##### RECORDS PROVIDED #####

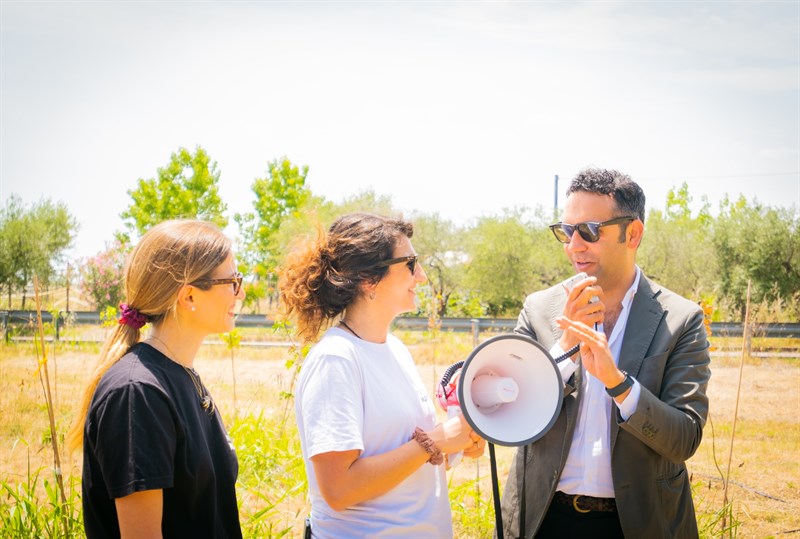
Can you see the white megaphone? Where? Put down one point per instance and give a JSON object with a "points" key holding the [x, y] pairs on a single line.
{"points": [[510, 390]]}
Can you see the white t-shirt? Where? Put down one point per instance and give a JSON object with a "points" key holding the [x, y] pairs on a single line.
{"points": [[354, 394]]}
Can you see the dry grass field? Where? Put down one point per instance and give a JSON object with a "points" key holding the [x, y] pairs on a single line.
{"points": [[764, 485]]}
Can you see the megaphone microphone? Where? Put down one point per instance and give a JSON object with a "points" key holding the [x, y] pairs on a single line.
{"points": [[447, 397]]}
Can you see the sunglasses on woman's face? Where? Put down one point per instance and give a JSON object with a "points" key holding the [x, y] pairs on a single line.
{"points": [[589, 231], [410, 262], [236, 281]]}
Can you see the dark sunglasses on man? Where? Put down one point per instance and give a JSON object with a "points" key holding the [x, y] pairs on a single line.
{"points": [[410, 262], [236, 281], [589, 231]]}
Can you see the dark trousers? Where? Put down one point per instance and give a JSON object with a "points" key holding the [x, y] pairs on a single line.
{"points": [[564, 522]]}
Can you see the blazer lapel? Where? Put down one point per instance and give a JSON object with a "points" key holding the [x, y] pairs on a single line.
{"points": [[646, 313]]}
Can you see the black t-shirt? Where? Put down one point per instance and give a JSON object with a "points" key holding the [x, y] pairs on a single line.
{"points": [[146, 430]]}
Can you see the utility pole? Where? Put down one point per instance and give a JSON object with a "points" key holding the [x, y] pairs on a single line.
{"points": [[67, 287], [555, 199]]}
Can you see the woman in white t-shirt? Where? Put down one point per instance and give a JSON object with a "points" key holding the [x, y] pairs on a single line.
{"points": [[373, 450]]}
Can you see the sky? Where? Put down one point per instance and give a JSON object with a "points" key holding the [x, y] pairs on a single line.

#####

* [WHAT THE TASK REQUIRES] Every line of the listing must be reproduced exactly, though the pictures are to be left out.

* [YOUR SOLUTION]
Can you see the white megaphone? Where? Put down one point per instance and give a JSON object with a "points" key holding the [x, y] pairs on a single line.
{"points": [[510, 390]]}
Can you see the white t-shirt? Where? Put down one point per instance and give a JSON object with a "points" key holding the [x, y] pairs on a single line.
{"points": [[354, 394]]}
Can you see the dry grass field? Where? Put down one point per instance and give a JSON object with a "points" key holding the [x, y] pairs on a single line.
{"points": [[764, 485]]}
Can you see the megaphone microphone? Where? Put down one point per instance and give a JSON object with a "points" key holding the [x, y] pairs on a single line.
{"points": [[447, 397]]}
Can you see the sunglasses on woman's face? Where? Put down one point per instance and give a JSON object with a "points" key holding the [x, y] pairs on a single line.
{"points": [[589, 231], [410, 262], [236, 281]]}
Can you see the dark sunglasses on man? Where? Put down one point per instance and give a JSON object with a "points" key holding the [x, y] pairs on a single line.
{"points": [[410, 262], [236, 281], [589, 231]]}
Can you see the dark trousers? Where? Put down one point per instance and give a JSON object with a "points" key holding the [x, y] pairs on a single line.
{"points": [[564, 522]]}
Can you see the blazer lapel? Where? Put down one point per instance and give a JSON object with a "points" key holding the [x, y] pairs on a single line.
{"points": [[646, 313]]}
Can you see the black t-shirt? Where? Put down one point per instance and give a JSON object with a "points" key holding the [x, y] pairs on a single line.
{"points": [[146, 430]]}
Can you see the utility pole? Where? Put down one point per instance and give a JSON object with a "points" key holding the [x, y] pairs on a single line.
{"points": [[67, 287], [555, 199]]}
Can you see the woman in white t-shirt? Where? Put down one point per instance and give a JSON object with a "points" key holding the [x, y] pairs on a single line.
{"points": [[373, 450]]}
Can you see the sky? Where? Put down one point per instance and give a JSON object with a "points" key holding the [x, y] pairs on a single line.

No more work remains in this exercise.